Set problem 1 → Reproduce word for word the part of the forum thread about FindMinimum from "You probably want the" up to and including "(-0.744563 R + 2. S) *)".

FindMinimum function does not produce minimum from near point

Using my simple program and I would like to find such matrix elements that minimize difference of their eigenvalues.

H1 = {{1, 2}, {3, 4}};
H2 = {{2, 2}, {3, 2}};
f1[R_, S_] := R*H1 + S*IdentityMatrix[2]
f2[R_, S_] := S*H2 + R*IdentityMatrix[2]
Evl1 = N[Eigenvalues[f1[R, S]]];
Evl2 = N[Eigenvalues[f2[R, S]]];
h[R_, S_] := Evl1[[1]] – Evl2[[1]]
h[1, 1]
FindMinimum[h[R, S], {R, 1}, {S, 1}]

Problems encountered are as follows:
1. Inserting values {1,1} into defined function h does not produce any specific numerical value, but an expression depending on variables R,S.
2. FindMinimum function does not produce minimum from near point. When trying to find minimum point, I found close solution {0.87, 1.101}.
Does anyone know what I am doing wrong here?




You probably want the Evl1 and Evl2 lines to used deferred evaluation, i.e. :=.
– Andrew Cheong
Apr 30 ’15 at 14:10


1 Answer


You have a couple problems. First, as Andrew Cheong pointed out, Evl1 and Evl2 should be SetDelayed (:=). As you can see from evaluating h[1,1], S and R don’t seem to get substituted:

h[1, 1]
(* -R + 0.44949 S + 0.5 (-0.744563 R + 2. S) *)

This is because Mathematica first Sets (=) the values of the Evl* to expressions involving the symbols R and S. However, the definition of h involves the named patterns R_ and S_. R and S in the right-hand-side don’t ever get replaced, since they’re “hidden” by the Evl*. You probably want something like this:

Evl1[R_, S_] := N[Eigenvalues[f1[R, S]]]
Evl2[R_, S_] := N[Eigenvalues[f2[R, S]]]
h[R_, S_] := Evl1[R, S][[1]] – Evl2[R, S][[1]]

Now the Evl* take in R and S and compute the correct value:

h[1, 1]
(* 0.922792 *)

And now FindMinimum returns a value:

FindMinimum[h[R, S], {{R, 1}, {S, 1}}]
(* {-2.09628*10^17, {R -> 7.22028*10^16, S -> -7.62651*10^16}} *)

Stored rows →
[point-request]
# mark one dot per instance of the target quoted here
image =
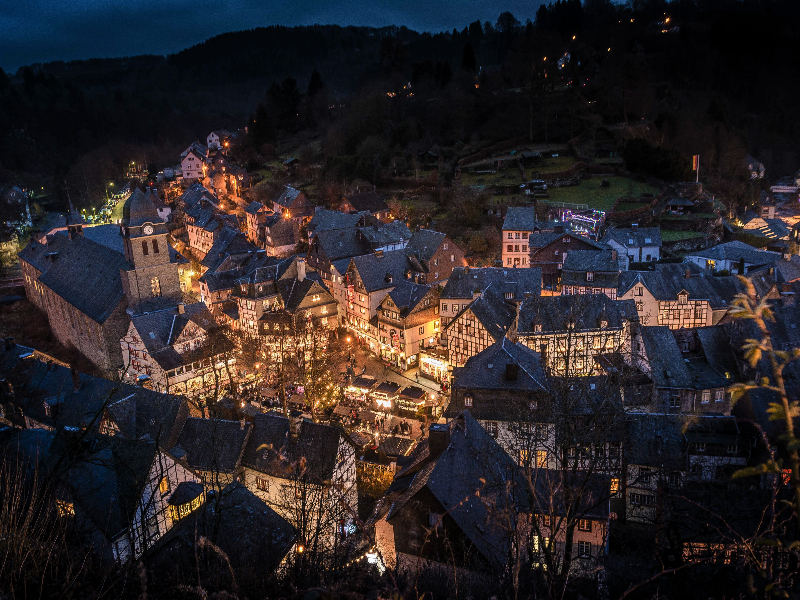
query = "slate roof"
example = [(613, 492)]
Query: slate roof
[(464, 281), (602, 263), (221, 280), (520, 218), (35, 254), (494, 313), (655, 440), (272, 449), (213, 444), (477, 372), (406, 295), (160, 329), (668, 280), (634, 238), (105, 235), (735, 251), (254, 208), (472, 461), (424, 243), (328, 220), (287, 197), (379, 235), (667, 367), (253, 538), (586, 311), (371, 202), (109, 483), (139, 209), (340, 243), (396, 446), (87, 276), (229, 241), (376, 271)]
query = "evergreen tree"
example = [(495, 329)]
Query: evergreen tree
[(468, 62)]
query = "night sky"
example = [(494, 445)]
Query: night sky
[(46, 30)]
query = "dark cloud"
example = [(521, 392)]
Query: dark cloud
[(46, 30)]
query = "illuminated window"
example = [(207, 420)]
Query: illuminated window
[(65, 509)]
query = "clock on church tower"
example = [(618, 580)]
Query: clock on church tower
[(152, 281)]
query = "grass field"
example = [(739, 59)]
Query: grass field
[(590, 193), (677, 236)]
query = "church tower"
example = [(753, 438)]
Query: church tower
[(151, 281)]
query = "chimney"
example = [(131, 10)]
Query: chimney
[(512, 371), (76, 379), (438, 438)]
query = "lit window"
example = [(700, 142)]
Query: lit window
[(65, 509), (155, 286)]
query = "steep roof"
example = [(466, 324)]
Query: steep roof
[(668, 280), (108, 484), (252, 537), (340, 243), (634, 238), (520, 218), (254, 208), (655, 440), (406, 295), (213, 444), (371, 202), (160, 329), (328, 220), (488, 369), (494, 313), (287, 197), (139, 209), (737, 250), (379, 272), (424, 243), (87, 276), (602, 263), (586, 311), (473, 461), (464, 281), (667, 367), (272, 449)]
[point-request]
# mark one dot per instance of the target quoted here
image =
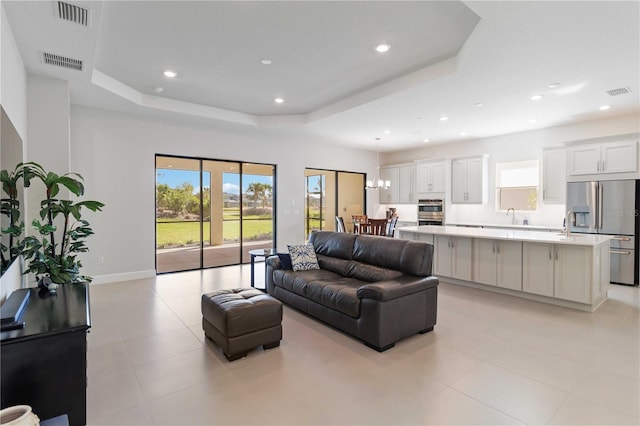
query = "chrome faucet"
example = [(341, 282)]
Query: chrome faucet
[(513, 219), (569, 221)]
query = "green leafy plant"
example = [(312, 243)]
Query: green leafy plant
[(46, 257), (10, 207)]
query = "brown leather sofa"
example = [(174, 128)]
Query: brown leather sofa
[(377, 289)]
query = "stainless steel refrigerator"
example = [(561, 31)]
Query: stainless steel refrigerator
[(611, 208)]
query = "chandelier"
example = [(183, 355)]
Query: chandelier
[(378, 183)]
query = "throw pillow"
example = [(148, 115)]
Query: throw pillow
[(303, 257), (285, 260)]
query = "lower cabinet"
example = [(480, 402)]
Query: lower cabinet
[(498, 263), (560, 271), (537, 268), (453, 257), (573, 274)]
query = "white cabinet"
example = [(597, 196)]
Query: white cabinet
[(402, 189), (498, 263), (406, 181), (602, 158), (554, 176), (469, 180), (391, 174), (537, 268), (560, 271), (572, 273), (430, 177), (453, 257)]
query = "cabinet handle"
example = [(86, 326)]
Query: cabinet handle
[(626, 252)]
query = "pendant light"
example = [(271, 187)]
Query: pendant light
[(378, 183)]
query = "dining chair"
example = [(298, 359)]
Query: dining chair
[(391, 226), (377, 226), (358, 219)]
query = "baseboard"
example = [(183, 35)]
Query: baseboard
[(125, 276)]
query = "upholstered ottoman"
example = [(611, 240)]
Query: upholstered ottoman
[(241, 319)]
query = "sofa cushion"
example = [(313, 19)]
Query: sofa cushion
[(339, 294), (333, 244), (408, 257), (303, 257), (323, 287), (370, 273), (334, 264), (297, 281)]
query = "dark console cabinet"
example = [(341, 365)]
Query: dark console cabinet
[(44, 364)]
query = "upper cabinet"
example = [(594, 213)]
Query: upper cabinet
[(602, 158), (391, 174), (430, 177), (469, 180), (554, 176), (402, 178)]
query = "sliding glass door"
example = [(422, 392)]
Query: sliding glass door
[(211, 212)]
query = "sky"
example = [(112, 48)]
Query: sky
[(175, 178)]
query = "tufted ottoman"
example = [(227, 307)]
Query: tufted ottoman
[(241, 319)]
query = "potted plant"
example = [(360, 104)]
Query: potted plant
[(10, 207), (45, 256)]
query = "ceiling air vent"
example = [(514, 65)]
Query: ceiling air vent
[(71, 12), (620, 91), (61, 61)]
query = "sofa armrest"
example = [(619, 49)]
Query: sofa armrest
[(392, 289)]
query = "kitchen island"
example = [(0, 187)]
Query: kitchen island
[(571, 271)]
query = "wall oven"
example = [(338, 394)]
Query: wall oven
[(431, 212)]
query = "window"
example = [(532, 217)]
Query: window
[(517, 185), (330, 193)]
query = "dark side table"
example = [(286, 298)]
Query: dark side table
[(264, 253), (44, 364)]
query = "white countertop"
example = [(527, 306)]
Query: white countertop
[(510, 234), (496, 225)]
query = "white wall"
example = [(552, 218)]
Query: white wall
[(13, 98), (115, 153), (13, 85), (514, 147)]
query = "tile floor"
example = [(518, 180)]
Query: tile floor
[(492, 359)]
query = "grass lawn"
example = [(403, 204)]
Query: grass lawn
[(175, 233)]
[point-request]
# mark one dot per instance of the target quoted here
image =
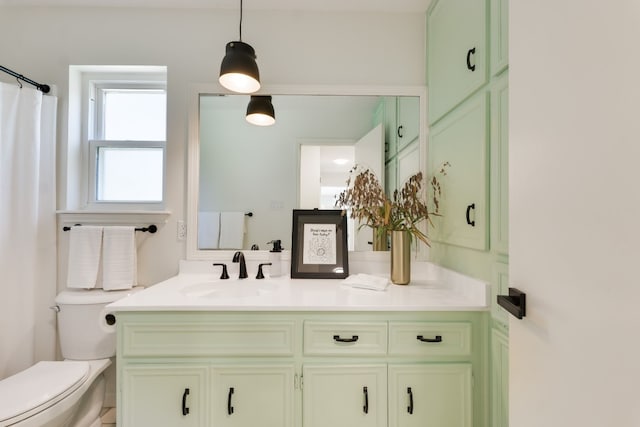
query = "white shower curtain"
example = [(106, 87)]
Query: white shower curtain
[(27, 227)]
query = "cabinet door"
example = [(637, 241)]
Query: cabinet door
[(456, 53), (390, 127), (164, 395), (461, 139), (408, 120), (500, 165), (252, 396), (499, 378), (344, 396), (430, 395), (499, 36)]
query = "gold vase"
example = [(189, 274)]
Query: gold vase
[(380, 241), (400, 257)]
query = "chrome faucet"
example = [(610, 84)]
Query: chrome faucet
[(239, 257)]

Set problem 2 → Recast the records as a Markdown table with the columns Number and Record line, running from the first line of the records up to and including the line with "[(152, 281)]". Give one row per line, skip blank lines, and leave the pictures out of the table.

Solution 1 →
You probably want the Evl1 and Evl2 lines to used deferred evaluation, i.e. :=.
– Andrew Cheong
Apr 30 ’15 at 14:10


1 Answer


You have a couple problems. First, as Andrew Cheong pointed out, Evl1 and Evl2 should be SetDelayed (:=). As you can see from evaluating h[1,1], S and R don’t seem to get substituted:

h[1, 1]
(* -R + 0.44949 S + 0.5 (-0.744563 R + 2. S) *)

Solution 2 →
| Number | Record line |
|---|---|
| 1 | [point-request] |
| 2 | # mark one dot per instance of the target quoted here |
| 3 | image = |
| 4 | query = "slate roof" |
| 5 | example = [(613, 492)] |
| 6 | Query: slate roof |
| 7 | [(464, 281), (602, 263), (221, 280), (520, 218), (35, 254), (494, 313), (655, 440), (272, 449), (213, 444), (477, 372), (406, 295), (160, 329), (668, 280), (634, 238), (105, 235), (735, 251), (254, 208), (472, 461), (424, 243), (328, 220), (287, 197), (379, 235), (667, 367), (253, 538), (586, 311), (371, 202), (109, 483), (139, 209), (340, 243), (396, 446), (87, 276), (229, 241), (376, 271)] |
| 8 | query = "evergreen tree" |
| 9 | example = [(495, 329)] |
| 10 | Query: evergreen tree |
| 11 | [(468, 62)] |
| 12 | query = "night sky" |
| 13 | example = [(494, 445)] |
| 14 | Query: night sky |
| 15 | [(46, 30)] |
| 16 | query = "dark cloud" |
| 17 | example = [(521, 392)] |
| 18 | Query: dark cloud |
| 19 | [(46, 30)] |
| 20 | query = "illuminated window" |
| 21 | example = [(207, 420)] |
| 22 | Query: illuminated window |
| 23 | [(65, 509)] |
| 24 | query = "clock on church tower" |
| 25 | example = [(618, 580)] |
| 26 | Query: clock on church tower |
| 27 | [(152, 281)] |